*Task*
Write the material out again exactly.
---------- Supplied data ----------
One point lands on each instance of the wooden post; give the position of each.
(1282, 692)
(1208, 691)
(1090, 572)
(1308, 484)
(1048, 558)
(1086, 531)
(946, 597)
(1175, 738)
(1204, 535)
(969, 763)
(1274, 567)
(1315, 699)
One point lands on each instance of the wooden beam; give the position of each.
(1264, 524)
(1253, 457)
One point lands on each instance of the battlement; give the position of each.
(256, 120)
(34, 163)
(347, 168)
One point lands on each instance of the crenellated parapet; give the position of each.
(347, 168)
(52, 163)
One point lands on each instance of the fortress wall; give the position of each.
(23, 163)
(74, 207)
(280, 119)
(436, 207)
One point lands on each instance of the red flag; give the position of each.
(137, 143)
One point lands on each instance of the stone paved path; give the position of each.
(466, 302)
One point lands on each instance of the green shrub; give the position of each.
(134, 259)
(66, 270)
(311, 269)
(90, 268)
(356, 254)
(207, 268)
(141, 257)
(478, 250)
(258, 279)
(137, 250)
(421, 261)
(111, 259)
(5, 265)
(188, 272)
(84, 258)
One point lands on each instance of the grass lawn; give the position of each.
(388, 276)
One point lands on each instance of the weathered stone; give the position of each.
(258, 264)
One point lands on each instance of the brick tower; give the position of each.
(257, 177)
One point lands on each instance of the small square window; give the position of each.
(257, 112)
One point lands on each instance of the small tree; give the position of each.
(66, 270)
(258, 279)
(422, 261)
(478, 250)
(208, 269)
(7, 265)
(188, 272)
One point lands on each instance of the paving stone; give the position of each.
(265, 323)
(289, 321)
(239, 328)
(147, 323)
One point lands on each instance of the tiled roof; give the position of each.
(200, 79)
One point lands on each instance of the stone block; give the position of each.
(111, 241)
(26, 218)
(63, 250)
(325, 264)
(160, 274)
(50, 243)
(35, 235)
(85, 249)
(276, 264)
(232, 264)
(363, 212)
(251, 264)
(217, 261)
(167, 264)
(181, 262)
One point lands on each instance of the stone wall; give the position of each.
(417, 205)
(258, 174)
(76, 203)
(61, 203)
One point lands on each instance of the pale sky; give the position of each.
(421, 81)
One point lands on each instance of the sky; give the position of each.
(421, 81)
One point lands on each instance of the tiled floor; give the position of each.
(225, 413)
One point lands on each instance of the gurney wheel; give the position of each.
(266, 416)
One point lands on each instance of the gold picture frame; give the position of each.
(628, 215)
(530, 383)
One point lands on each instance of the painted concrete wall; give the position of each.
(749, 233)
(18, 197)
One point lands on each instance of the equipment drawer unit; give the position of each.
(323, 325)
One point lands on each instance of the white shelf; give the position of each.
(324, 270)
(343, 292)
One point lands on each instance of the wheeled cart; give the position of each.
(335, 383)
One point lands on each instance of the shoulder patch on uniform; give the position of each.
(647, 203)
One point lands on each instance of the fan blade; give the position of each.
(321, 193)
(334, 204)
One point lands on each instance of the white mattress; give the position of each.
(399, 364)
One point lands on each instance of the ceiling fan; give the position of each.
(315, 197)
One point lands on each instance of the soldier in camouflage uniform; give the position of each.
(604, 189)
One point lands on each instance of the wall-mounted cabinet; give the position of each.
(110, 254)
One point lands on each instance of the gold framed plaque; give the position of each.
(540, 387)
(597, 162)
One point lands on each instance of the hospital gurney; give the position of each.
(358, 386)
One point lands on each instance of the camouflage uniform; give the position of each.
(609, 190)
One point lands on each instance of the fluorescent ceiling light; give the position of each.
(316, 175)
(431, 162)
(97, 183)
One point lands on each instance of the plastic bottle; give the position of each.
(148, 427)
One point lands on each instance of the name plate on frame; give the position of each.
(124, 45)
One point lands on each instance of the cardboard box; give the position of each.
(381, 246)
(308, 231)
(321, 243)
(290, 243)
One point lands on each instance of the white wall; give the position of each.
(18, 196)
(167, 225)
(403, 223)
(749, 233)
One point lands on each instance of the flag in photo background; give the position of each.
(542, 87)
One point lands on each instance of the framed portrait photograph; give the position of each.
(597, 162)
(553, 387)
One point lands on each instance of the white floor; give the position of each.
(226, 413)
----------
*Answer to the problem*
One point lands on each instance of the wooden post; give the position of each.
(1282, 692)
(1208, 691)
(1090, 572)
(1308, 484)
(1048, 558)
(1086, 531)
(946, 597)
(1175, 738)
(1204, 535)
(969, 763)
(1274, 567)
(1315, 699)
One point lands on each instance of the wooden beam; give the position of each.
(1264, 524)
(1253, 457)
One point lands on each instance of the battlement; give the position of each.
(256, 120)
(34, 163)
(347, 168)
One point lands on each instance of the crenellated parapet; give the position of each.
(347, 168)
(52, 163)
One point lands on each instance of the fortress wall; give the position of each.
(23, 163)
(74, 207)
(280, 119)
(436, 207)
One point lands on each instance of the red flag; give the position of each.
(137, 143)
One point lands on each instance of the stone paved path; give the position of each.
(466, 302)
One point lands on each instance of the green shrub; give the position of each.
(134, 259)
(66, 270)
(311, 269)
(90, 268)
(356, 254)
(207, 268)
(141, 257)
(478, 250)
(258, 279)
(137, 250)
(421, 261)
(111, 259)
(5, 265)
(188, 272)
(84, 258)
One point lands on each instance of the grass lawn; give the position of each.
(388, 276)
One point lands on each instance of the weathered stone; give the position of each.
(258, 264)
One point lands on each instance of the brick tower; give the position of each.
(257, 177)
One point lands on each instance of the small square window; give the position of each.
(257, 112)
One point lands on each instance of the small tree; give the position of each.
(66, 270)
(258, 279)
(422, 261)
(478, 250)
(208, 269)
(7, 265)
(188, 272)
One point lands on each instance of the paving stone; give the position of each.
(265, 323)
(289, 321)
(239, 328)
(147, 323)
One point lands on each instance of the tiled roof; give the position of each.
(200, 79)
One point lands on each instance of the stone block; give the position of each.
(111, 241)
(26, 218)
(63, 250)
(325, 264)
(160, 274)
(50, 243)
(35, 235)
(85, 249)
(276, 264)
(232, 264)
(363, 212)
(251, 264)
(217, 261)
(167, 264)
(181, 262)
One point lands on each instance of the stone wall; give the position of each.
(417, 205)
(258, 174)
(76, 203)
(61, 203)
One point lands on each instance of the pale sky; give the position of each.
(421, 81)
One point lands on each instance of the sky; give the position of each.
(421, 81)
One point lands on each instance of the tiled floor; give the position of each.
(225, 413)
One point lands on each instance of the gurney wheel; give the position of each.
(266, 416)
One point lands on each instance of the gold picture frame; give the position of each.
(628, 215)
(530, 383)
One point lands on each instance of the painted concrete wall; give the position of each.
(749, 233)
(18, 197)
One point lands on each instance of the equipment drawer unit; give the position of each.
(323, 325)
One point lands on each instance of the white shelf; give the position of each.
(324, 270)
(343, 292)
One point lands on each instance of the wheeled cart; give the position of each.
(335, 383)
One point lands on each instance of the shoulder patch on uniform; give the position of each.
(647, 203)
One point lands on each instance of the fan blade; give the position of each.
(321, 193)
(334, 204)
One point lands on each instance of the white mattress; give the position of each.
(399, 364)
One point lands on each instance of the ceiling fan; give the position of each.
(315, 197)
One point lands on each instance of the soldier in camouflage uniform; give the position of each.
(604, 189)
One point lands on each instance of the wall-mounted cabinet; give the position of each.
(110, 254)
One point lands on each instance of the gold framed plaque; give the position of each.
(540, 387)
(597, 162)
One point lands on each instance of the hospital gurney; give the position of each.
(358, 386)
One point lands on each instance of the camouflage uniform; give the position of each.
(609, 190)
One point lands on each instance of the fluorescent ceiling light; give the position of each.
(316, 175)
(431, 162)
(97, 183)
One point lands on each instance of the plastic bottle; give the position of each.
(148, 427)
One point lands on each instance of the name plate on frame; give the position of each.
(124, 45)
One point lands on each instance of the cardboard box; give the position of each.
(381, 246)
(308, 231)
(321, 243)
(290, 243)
One point lands on each instance of the white wall; give the position of each.
(18, 196)
(167, 225)
(403, 223)
(749, 233)
One point lands on each instance of the flag in photo background; give the position of each.
(542, 87)
One point lands on each instance of the framed portrait photograph; give the position of each.
(597, 162)
(553, 387)
One point lands on each instance of the white floor; give the position of each.
(226, 413)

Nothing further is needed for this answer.